BEGIN Data shown
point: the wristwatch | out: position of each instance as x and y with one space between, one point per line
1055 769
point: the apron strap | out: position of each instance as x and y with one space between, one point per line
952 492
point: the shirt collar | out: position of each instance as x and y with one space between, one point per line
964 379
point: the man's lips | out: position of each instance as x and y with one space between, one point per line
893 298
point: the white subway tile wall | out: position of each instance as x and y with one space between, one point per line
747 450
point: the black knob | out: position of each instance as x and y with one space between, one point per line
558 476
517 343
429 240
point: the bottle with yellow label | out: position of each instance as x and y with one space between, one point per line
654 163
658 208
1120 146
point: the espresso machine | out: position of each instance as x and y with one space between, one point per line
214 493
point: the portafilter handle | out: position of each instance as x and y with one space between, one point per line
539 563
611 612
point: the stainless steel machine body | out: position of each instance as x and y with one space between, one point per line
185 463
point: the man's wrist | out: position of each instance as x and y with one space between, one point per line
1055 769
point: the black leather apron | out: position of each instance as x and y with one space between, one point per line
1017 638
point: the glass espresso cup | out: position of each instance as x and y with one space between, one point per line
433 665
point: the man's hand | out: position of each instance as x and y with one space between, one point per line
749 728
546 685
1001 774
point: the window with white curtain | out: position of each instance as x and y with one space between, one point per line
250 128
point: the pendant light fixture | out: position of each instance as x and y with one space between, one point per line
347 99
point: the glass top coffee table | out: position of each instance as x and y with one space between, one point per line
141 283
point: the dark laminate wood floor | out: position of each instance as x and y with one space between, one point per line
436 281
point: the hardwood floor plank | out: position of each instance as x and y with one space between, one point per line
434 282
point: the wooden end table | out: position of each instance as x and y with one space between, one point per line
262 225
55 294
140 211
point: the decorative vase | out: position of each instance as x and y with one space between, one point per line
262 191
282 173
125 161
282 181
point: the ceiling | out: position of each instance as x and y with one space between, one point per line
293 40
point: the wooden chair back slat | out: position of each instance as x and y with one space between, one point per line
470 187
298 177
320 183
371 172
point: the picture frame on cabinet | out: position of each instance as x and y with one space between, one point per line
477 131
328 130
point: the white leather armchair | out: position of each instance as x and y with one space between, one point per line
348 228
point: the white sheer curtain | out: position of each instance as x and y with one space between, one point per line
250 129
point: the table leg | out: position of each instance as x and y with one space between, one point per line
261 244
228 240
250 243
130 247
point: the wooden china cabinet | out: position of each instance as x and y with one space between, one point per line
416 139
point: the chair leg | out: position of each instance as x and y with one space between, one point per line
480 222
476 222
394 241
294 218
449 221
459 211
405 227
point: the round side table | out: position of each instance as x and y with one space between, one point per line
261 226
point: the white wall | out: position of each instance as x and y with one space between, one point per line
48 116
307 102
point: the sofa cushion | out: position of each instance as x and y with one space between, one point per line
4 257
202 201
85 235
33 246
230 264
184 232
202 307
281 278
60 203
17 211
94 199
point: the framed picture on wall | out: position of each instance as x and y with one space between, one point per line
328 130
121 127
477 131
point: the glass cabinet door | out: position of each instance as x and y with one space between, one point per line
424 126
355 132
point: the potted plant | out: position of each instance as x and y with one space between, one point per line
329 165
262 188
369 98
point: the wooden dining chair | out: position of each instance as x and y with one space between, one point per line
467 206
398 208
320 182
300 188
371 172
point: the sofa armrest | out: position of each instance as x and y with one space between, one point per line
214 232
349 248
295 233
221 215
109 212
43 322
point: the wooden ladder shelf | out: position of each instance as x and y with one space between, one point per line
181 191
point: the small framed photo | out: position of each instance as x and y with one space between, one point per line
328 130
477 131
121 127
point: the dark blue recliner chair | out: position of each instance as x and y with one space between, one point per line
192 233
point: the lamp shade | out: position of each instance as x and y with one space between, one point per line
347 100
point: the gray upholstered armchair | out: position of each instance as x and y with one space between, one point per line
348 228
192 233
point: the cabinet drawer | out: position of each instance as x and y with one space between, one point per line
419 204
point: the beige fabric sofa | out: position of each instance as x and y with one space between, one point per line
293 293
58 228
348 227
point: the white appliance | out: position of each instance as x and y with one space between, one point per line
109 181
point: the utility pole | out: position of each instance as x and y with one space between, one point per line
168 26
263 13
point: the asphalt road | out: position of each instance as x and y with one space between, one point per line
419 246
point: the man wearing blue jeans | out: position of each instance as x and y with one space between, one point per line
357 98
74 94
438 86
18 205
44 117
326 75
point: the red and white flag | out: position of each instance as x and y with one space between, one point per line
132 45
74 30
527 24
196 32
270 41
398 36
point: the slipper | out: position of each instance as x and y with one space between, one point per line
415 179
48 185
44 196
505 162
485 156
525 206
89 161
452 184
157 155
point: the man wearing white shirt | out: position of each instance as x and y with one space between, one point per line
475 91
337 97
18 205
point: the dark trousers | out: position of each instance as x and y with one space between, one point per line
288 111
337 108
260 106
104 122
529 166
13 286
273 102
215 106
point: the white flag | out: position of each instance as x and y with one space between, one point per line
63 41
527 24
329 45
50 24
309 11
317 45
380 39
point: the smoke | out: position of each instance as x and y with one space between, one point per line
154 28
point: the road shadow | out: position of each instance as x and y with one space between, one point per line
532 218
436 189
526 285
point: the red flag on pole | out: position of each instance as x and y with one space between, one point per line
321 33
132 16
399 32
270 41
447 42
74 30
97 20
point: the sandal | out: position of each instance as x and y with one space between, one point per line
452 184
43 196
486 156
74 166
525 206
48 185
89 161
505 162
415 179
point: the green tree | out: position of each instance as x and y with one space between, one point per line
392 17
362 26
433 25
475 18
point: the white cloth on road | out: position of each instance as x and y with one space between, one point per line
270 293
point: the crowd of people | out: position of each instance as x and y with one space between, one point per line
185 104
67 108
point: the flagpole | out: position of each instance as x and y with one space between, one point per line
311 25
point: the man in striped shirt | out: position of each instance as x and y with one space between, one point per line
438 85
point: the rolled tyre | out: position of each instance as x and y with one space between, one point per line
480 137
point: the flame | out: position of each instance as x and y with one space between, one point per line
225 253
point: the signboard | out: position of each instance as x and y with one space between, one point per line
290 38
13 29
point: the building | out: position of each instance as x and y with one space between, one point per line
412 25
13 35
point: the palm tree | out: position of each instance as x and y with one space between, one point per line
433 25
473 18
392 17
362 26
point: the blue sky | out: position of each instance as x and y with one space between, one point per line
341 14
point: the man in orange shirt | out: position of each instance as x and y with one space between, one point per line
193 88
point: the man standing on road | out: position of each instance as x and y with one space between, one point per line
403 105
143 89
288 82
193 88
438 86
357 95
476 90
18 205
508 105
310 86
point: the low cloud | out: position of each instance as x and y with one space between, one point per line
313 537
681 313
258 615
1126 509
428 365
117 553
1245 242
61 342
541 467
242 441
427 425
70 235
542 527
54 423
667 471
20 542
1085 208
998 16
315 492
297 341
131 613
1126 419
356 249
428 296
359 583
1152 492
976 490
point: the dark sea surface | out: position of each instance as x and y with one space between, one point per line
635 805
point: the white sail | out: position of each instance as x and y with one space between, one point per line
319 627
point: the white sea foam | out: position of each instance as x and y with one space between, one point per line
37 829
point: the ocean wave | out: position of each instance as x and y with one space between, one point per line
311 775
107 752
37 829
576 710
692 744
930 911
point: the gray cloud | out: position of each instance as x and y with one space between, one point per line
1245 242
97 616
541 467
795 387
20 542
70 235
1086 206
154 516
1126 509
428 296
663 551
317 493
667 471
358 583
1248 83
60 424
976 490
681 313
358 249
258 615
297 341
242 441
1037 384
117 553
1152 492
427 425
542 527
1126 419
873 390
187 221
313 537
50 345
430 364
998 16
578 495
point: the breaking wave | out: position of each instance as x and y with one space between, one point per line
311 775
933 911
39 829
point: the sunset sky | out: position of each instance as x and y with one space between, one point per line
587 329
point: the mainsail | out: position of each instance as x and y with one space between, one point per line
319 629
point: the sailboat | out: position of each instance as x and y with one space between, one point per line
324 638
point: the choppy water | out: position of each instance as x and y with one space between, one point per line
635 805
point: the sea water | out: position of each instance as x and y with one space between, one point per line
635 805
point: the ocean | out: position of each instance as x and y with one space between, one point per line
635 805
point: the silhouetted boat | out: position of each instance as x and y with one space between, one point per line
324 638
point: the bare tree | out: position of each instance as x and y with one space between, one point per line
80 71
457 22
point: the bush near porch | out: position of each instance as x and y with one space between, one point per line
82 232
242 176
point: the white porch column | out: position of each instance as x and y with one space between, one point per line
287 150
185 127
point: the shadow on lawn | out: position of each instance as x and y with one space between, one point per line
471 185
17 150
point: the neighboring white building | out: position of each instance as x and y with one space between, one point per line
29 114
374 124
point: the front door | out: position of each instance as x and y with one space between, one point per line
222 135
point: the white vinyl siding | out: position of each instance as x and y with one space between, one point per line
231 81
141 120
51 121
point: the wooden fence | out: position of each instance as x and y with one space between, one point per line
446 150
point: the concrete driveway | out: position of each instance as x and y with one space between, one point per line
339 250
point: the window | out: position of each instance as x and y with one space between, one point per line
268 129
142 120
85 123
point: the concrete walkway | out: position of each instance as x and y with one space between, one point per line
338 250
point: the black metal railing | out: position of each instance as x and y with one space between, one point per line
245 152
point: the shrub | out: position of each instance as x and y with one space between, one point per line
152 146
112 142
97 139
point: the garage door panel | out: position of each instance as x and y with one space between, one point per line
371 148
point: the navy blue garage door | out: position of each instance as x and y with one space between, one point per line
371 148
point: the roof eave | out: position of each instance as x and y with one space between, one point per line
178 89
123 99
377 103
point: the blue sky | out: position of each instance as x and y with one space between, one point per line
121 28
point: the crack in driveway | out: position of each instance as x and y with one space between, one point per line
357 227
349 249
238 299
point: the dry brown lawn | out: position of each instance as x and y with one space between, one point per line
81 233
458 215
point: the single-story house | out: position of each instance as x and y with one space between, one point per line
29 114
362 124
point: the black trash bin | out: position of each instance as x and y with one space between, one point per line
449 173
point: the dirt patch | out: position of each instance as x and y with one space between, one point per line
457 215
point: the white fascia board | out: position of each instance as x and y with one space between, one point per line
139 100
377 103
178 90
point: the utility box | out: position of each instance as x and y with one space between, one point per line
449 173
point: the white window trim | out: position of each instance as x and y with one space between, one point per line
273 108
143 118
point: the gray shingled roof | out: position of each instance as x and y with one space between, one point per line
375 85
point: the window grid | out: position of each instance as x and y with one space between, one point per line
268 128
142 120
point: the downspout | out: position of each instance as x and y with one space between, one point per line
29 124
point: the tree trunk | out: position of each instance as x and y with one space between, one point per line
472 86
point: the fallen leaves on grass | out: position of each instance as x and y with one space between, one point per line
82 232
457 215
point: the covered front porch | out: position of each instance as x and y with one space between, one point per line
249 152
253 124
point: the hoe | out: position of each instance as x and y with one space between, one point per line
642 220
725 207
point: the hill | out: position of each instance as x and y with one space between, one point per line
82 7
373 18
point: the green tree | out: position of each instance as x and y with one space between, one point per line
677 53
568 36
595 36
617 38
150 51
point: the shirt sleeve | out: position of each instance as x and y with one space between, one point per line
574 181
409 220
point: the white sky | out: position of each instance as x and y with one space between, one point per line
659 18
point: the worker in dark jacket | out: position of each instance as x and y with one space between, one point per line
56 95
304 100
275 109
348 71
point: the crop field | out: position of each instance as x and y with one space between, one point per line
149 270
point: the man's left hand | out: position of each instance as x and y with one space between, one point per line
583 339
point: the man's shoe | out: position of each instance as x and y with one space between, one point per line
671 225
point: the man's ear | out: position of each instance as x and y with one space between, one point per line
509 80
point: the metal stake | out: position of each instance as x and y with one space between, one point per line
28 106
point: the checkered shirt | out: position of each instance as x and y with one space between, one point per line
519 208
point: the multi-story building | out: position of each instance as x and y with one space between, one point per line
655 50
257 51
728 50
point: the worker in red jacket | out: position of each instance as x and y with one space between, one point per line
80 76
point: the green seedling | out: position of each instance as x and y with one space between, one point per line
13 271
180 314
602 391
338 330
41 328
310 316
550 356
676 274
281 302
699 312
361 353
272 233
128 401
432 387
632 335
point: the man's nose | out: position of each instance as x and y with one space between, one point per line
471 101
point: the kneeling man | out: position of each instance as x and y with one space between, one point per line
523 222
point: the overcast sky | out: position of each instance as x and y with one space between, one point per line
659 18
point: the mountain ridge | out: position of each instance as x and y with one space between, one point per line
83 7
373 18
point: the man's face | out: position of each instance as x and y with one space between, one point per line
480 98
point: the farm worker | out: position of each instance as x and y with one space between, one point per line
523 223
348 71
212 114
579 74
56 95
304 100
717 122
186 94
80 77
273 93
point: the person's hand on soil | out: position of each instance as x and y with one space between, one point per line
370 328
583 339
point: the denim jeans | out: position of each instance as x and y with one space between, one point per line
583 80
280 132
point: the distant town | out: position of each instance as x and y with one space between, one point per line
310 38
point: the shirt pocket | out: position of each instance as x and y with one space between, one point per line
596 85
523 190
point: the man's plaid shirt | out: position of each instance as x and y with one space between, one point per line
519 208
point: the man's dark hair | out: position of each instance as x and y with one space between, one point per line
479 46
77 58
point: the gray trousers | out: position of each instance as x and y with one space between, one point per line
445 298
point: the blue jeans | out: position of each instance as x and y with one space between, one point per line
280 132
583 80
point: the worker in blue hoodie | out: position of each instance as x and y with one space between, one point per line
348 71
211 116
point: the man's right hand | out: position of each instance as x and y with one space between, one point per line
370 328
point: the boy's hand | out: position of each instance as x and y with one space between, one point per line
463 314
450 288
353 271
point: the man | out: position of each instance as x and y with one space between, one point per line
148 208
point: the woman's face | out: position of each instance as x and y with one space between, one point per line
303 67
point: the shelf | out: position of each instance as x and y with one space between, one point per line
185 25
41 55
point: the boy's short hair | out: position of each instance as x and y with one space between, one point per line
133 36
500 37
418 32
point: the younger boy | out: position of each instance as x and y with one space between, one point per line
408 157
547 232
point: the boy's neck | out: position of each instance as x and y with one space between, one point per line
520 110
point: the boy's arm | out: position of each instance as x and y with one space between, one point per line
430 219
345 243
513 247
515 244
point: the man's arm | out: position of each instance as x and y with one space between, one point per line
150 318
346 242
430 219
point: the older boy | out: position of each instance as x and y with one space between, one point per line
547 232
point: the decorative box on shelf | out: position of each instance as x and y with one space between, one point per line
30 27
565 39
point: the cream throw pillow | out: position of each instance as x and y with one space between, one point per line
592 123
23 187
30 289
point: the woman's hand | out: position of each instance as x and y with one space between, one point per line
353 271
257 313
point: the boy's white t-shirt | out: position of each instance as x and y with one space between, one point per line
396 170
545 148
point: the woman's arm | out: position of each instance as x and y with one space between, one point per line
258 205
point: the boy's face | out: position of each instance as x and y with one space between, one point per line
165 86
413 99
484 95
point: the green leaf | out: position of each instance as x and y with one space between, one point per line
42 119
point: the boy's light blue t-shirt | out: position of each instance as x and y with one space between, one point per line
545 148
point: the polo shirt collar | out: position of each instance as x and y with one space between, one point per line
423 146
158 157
END Data shown
_Instructions to follow_: Repeat word for word the lines running from the line containing "point: the woman's hand" to the end of the entries above, inclusive.

_Written reply_:
point: the woman's hand | out: position of each instance as x and y with one space between, one point per line
353 271
257 313
point: the boy's white t-shirt | out: position of each instance as x and y with one space between, one point per line
396 170
545 148
point: the woman's arm | out: position of each instance as x and y with one space between, one point per line
258 205
point: the boy's face | out: position of each instance as x and y with one space between, one point per line
165 86
413 99
484 95
point: the green leaf | out: position of each instance as x and y with one space between, one point per line
42 119
point: the boy's light blue t-shirt | out: position of each instance as x and y with one space between, one point per line
545 148
point: the polo shirt collar | out: position of each instance as x and y with one space between, one point per line
423 146
158 157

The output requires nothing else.